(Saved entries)
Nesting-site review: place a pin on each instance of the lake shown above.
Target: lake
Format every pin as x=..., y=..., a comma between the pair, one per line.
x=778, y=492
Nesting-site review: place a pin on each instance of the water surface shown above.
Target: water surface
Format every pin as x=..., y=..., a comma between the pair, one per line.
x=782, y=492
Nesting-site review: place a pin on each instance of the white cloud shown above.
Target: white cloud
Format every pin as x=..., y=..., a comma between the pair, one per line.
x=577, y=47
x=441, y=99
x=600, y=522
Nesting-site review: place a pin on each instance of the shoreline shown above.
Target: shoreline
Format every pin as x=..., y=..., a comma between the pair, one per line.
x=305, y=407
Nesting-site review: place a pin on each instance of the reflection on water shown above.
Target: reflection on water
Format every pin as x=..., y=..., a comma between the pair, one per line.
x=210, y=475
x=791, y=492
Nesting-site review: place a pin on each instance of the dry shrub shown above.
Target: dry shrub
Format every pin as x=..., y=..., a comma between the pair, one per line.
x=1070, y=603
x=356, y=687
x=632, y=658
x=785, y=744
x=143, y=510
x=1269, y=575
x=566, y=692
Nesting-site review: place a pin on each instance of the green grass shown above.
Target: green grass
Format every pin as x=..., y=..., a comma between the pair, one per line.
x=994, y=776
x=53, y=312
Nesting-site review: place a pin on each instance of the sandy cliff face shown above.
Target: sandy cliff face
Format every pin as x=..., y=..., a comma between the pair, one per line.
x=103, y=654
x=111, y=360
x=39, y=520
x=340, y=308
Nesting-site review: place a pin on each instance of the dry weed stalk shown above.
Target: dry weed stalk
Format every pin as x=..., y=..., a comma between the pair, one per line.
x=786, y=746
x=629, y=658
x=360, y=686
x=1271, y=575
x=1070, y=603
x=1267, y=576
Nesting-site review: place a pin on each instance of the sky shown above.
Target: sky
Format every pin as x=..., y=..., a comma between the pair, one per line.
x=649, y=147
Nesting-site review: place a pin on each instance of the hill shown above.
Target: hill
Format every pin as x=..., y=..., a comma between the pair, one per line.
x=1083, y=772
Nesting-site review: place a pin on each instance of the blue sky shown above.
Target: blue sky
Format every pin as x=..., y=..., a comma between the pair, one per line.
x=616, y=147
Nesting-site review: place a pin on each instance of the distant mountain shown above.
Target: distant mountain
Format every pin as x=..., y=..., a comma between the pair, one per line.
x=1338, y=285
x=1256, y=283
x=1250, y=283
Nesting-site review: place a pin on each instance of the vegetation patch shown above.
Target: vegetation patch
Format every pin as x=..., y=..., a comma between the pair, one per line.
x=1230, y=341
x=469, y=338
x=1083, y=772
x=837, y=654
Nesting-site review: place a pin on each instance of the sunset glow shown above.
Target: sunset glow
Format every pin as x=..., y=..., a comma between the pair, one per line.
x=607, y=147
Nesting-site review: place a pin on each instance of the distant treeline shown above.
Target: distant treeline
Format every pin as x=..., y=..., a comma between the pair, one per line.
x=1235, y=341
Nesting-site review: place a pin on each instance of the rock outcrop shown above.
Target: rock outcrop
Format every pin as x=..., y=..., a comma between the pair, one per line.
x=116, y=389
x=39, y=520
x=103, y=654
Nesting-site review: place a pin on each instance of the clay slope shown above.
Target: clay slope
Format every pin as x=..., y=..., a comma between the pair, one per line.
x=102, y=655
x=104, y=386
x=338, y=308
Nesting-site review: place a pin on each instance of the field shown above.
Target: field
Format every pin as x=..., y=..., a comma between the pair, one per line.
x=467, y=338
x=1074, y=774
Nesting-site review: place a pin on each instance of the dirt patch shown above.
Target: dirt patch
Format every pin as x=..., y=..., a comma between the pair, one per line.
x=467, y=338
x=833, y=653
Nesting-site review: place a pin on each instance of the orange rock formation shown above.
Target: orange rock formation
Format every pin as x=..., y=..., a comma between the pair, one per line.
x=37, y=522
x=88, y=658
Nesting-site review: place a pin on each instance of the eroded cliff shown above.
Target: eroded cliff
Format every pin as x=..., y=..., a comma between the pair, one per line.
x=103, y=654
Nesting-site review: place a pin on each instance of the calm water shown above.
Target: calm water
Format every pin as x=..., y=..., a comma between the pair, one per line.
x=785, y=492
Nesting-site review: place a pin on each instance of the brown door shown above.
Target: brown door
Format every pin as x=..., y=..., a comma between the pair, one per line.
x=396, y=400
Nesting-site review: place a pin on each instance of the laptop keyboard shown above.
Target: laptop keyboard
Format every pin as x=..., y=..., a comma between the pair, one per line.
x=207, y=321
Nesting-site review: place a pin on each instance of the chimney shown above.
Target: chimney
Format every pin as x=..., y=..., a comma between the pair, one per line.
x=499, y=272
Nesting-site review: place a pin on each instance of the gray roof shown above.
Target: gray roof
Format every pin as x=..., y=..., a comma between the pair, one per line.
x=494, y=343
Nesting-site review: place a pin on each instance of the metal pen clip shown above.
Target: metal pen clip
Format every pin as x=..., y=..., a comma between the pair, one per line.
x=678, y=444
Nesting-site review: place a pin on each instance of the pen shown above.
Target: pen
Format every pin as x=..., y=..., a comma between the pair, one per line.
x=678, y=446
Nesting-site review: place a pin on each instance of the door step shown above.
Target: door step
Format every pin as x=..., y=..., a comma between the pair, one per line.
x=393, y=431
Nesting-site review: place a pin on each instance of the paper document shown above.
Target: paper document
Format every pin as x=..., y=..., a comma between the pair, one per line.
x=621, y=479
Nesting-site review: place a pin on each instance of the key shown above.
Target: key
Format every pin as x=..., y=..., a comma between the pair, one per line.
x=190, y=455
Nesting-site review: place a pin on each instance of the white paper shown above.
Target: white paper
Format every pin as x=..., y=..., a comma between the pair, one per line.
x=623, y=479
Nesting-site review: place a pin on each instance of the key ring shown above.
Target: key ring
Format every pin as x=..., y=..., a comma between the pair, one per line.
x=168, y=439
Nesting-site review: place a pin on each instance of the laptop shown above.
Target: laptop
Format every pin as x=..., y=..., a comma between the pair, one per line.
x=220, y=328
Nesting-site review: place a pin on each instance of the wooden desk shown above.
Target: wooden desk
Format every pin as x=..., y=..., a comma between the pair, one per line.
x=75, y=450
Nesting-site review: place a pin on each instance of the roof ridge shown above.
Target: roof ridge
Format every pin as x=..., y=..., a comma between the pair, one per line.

**Your goal**. Without leaving anything out, transcribe the records above exactly.

**Answer for the task**.
Nesting-site review: place a pin on each instance of the lake shown above.
Target: lake
Format every pin as x=..., y=..., a comma between the pair, one per line.
x=778, y=492
Nesting-site review: place a pin on each instance of the water surface shown above.
Target: water surface
Format every pin as x=..., y=..., a comma between the pair, one per line.
x=782, y=492
Nesting-site review: place a pin on each instance of the white cloud shown above.
Target: white cloud
Format every pin as x=..., y=..., a comma between the pair, one per line.
x=577, y=47
x=441, y=99
x=600, y=522
Nesting-site review: place a pin on each instance of the shoreline shown above.
Target: shoreline
Format every pin as x=..., y=..., a comma between the pair, one per line.
x=305, y=407
Nesting-site review: place a pin on each instance of the reflection on water shown above.
Target: reflection on water
Format every pin as x=..., y=..., a comma between the pair, one per line.
x=210, y=475
x=791, y=492
Nesting-site review: place a pin on each instance of the dry shrub shown above.
Target: dry shrub
Format every pin as x=..., y=..., a comma between the pair, one per line.
x=1070, y=603
x=356, y=687
x=632, y=658
x=785, y=744
x=143, y=510
x=1269, y=575
x=566, y=692
Nesting-site review: place a pin on each instance of the green grass shown above.
Target: green grass
Format every pin as x=..., y=..., a comma between the pair, one per line.
x=994, y=776
x=53, y=312
Nesting-site review: place a pin on each instance of the sandy cliff face shown above.
Target: sandy cliff face
Format every pin as x=..., y=..., a comma between the pair, one per line.
x=103, y=654
x=111, y=360
x=39, y=520
x=340, y=308
Nesting-site review: place a pin on each instance of the dry weed stalk shown above.
Target: dry weed stalk
Format every pin as x=..., y=..., a comma between the pair, one per line.
x=786, y=746
x=629, y=658
x=360, y=686
x=1271, y=575
x=1070, y=603
x=1267, y=576
Nesting-site review: place a pin on each instance of the sky shown above.
Target: sky
Format every pin as x=..., y=..., a comma between the pair, one per line.
x=649, y=147
Nesting-site review: place a pin on each instance of the hill shown above.
Target: hill
Format every pin as x=..., y=..., a comma between the pair, one per line.
x=1083, y=772
Nesting-site review: place a pin on each instance of the blue sky shown above.
Target: blue sky
Format every pin as x=..., y=..., a comma between the pair, one per line.
x=616, y=147
Nesting-site review: place a pin on each instance of the distant mountain shown above.
Target: distant mountain
Format every pin as x=..., y=..., a comma between the pair, one per line.
x=1338, y=285
x=1256, y=283
x=1250, y=283
Nesting-site review: place a pin on each instance of the vegetation patch shown above.
Target: vegetation patch
Format every pin as x=..., y=..., a comma between the pair, one per line.
x=1230, y=341
x=469, y=338
x=1083, y=772
x=837, y=654
Nesting-site review: place a pin on each instance of the sunset glow shown above.
Target: sunset glow
Format every pin as x=..., y=..., a comma between the pair, one per line.
x=607, y=147
Nesting-site review: place a pin on each instance of the distant treeline shown above.
Target: distant treeline
Format every pin as x=..., y=..., a comma between the pair, one per line.
x=1235, y=341
Nesting-site review: place a pin on each instance of the rock outcrop shown above.
Target: rock outcrop
Format every pin as x=..., y=..., a comma between the pair, one per line.
x=116, y=389
x=39, y=520
x=103, y=654
Nesting-site review: place a pin on each instance of the clay slope shown above.
Target: clay slope
Format every pin as x=..., y=..., a comma between the pair, one per line.
x=102, y=655
x=104, y=386
x=338, y=308
Nesting-site review: place a pin on each instance of the field shown above.
Target: field
Format every pin as x=..., y=..., a comma between the pair, one per line.
x=467, y=338
x=1074, y=774
Nesting-site review: place a pin on each instance of the dirt patch shown above.
Target: dirt patch
Format every pin as x=..., y=..., a comma between the pair, one per line.
x=467, y=338
x=833, y=653
Nesting-site review: place a pin on each instance of the orange rock formation shown above.
Target: orange rock formation
Format every pin as x=..., y=..., a comma between the pair, one per line.
x=37, y=522
x=88, y=658
Nesting-site review: place a pin on each instance of the eroded cliff shown above.
Target: eroded cliff
Format every pin as x=..., y=..., a comma between the pair, one per line.
x=103, y=654
Nesting-site review: place a pin on each instance of the calm water shown above.
Target: calm water
Format every pin as x=..., y=..., a comma between the pair, one per line.
x=785, y=492
Nesting-site review: place a pin on each instance of the brown door shown above.
Target: brown door
Format every pin as x=..., y=..., a comma between the pair, one per line.
x=396, y=400
Nesting-site review: place a pin on each instance of the laptop keyboard shown above.
Target: laptop keyboard
Format every pin as x=..., y=..., a comma between the pair, one per line.
x=207, y=321
Nesting-site review: place a pin on each instance of the chimney shown above.
Target: chimney
Format every pin as x=..., y=..., a comma between the pair, one per line.
x=499, y=272
Nesting-site review: place a pin on each instance of the gray roof shown above.
Target: gray roof
Format every pin as x=..., y=..., a comma between the pair, one per line.
x=494, y=343
Nesting-site review: place a pin on each instance of the metal pen clip shown above.
Target: metal pen clip
Format every pin as x=..., y=..., a comma between the pair, one per line.
x=678, y=444
Nesting-site review: place a pin on each instance of the pen shown above.
Target: pen
Format every pin as x=..., y=..., a comma between the pair, one per line.
x=678, y=446
Nesting-site review: place a pin on each instance of the door step shown above.
Target: door step
Format every pin as x=..., y=..., a comma between the pair, one per line.
x=393, y=431
Nesting-site review: place a pin on each instance of the paper document shown above.
Target: paper document
Format every pin as x=..., y=..., a comma between the pair, one per line.
x=621, y=479
Nesting-site review: place a pin on each instance of the key shown above.
Target: key
Format every pin as x=..., y=..., a comma between the pair, one per line.
x=190, y=455
Nesting-site review: place a pin on each instance of the white paper shown above.
Target: white paper
Format every pin as x=..., y=..., a comma between the pair, one per line.
x=623, y=479
Nesting-site review: place a pin on each instance of the key ring shown above.
Target: key ring
Format every pin as x=..., y=..., a comma between the pair, one per line.
x=168, y=439
Nesting-site review: place a pin on each instance of the laptop shown above.
Target: laptop
Format every pin as x=..., y=..., a comma between the pair, one per line.
x=220, y=328
Nesting-site review: place a pin on each instance of the wooden desk shown above.
Target: wooden desk
Format every pin as x=..., y=..., a comma between the pair, one per line.
x=75, y=450
Nesting-site review: place a pin on each instance of the roof ridge shown above.
Target: roof ridge
Format every pin as x=..., y=..., a comma between the pair, one per line.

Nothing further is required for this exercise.